▶ [What to do]: Turn the material between the line containing "Objective — pinpoint the rear" and the line containing "[291,260,376,378]", inclusive, into a JSON list of strings with one string per line, leaving out blank lines.

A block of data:
==================================================

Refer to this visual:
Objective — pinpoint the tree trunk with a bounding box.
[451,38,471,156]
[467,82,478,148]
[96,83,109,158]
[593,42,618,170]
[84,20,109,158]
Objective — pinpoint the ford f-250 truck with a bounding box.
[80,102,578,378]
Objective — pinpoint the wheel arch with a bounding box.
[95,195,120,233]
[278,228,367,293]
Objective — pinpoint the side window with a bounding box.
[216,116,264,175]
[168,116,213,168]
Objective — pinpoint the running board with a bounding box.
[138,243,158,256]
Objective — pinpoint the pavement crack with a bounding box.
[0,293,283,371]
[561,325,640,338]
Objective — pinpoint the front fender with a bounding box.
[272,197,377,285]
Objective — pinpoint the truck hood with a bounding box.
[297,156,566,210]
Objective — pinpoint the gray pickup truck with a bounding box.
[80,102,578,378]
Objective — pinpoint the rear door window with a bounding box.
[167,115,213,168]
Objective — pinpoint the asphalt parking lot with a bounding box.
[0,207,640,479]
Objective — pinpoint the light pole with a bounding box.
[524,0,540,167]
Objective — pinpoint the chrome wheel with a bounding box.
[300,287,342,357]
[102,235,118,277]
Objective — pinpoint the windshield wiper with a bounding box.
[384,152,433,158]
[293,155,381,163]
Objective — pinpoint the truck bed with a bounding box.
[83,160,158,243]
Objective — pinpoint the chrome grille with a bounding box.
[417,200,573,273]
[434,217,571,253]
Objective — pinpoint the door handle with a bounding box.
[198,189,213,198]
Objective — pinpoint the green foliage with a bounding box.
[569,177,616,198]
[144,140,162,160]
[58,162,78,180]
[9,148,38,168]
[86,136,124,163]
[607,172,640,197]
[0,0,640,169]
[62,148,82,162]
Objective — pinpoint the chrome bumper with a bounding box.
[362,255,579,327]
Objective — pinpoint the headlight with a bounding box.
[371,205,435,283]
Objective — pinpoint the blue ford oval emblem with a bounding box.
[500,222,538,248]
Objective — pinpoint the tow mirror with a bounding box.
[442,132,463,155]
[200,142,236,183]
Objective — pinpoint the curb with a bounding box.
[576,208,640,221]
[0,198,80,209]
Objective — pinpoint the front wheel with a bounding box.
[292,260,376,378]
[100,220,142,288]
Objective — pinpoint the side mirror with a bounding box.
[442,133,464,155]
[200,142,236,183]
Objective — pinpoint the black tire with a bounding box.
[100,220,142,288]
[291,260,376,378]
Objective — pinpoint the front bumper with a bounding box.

==================================================

▶ [Result for this task]:
[
  "Objective — pinpoint the rear door window with a bounding box.",
  "[167,115,213,168]",
  "Objective — pinpoint the asphalt parking lot with a bounding box.",
  "[0,207,640,479]",
  "Objective — pinpoint the light pole with a bounding box.",
  "[524,0,540,167]",
  "Objective — pinpoint the chrome wheel with a bounding box.",
  "[300,287,342,357]",
  "[102,235,118,277]",
  "Objective — pinpoint the windshield wiper with a bounding box.",
  "[384,152,433,158]",
  "[293,155,381,163]",
  "Objective — pinpoint the truck bed with a bounding box.",
  "[83,160,158,243]",
  "Objective — pinpoint the chrome grille with a bounding box.",
  "[417,200,573,273]",
  "[434,217,571,253]",
  "Objective — pinpoint the door handle with a bounding box.",
  "[198,189,213,198]",
  "Objective — pinpoint the green foliage with a bounding box.",
  "[569,177,616,198]",
  "[144,140,162,160]",
  "[58,162,78,180]",
  "[9,148,38,168]",
  "[86,136,124,163]",
  "[607,172,640,197]",
  "[0,0,640,169]",
  "[62,148,82,162]",
  "Objective — pinpoint the chrome bumper with a bounding box.",
  "[362,255,579,327]",
  "Objective — pinpoint the headlight with a bounding box.",
  "[371,205,435,283]",
  "Objective — pinpoint the blue ford oval emblem with a bounding box.",
  "[500,222,538,248]",
  "Objective — pinpoint the tow mirror with a bounding box.",
  "[442,132,463,155]",
  "[200,142,236,183]",
  "Objective — pinpoint the curb with a bounding box.",
  "[576,208,640,221]",
  "[0,198,80,209]",
  "Objective — pinpoint the front wheel with a bounding box.",
  "[292,260,376,378]",
  "[100,220,142,288]",
  "Objective — pinpoint the side mirror with a bounding box.",
  "[442,133,464,155]",
  "[200,142,236,183]",
  "Objective — pinpoint the black tire with a bounding box.",
  "[100,220,142,288]",
  "[291,260,376,378]"
]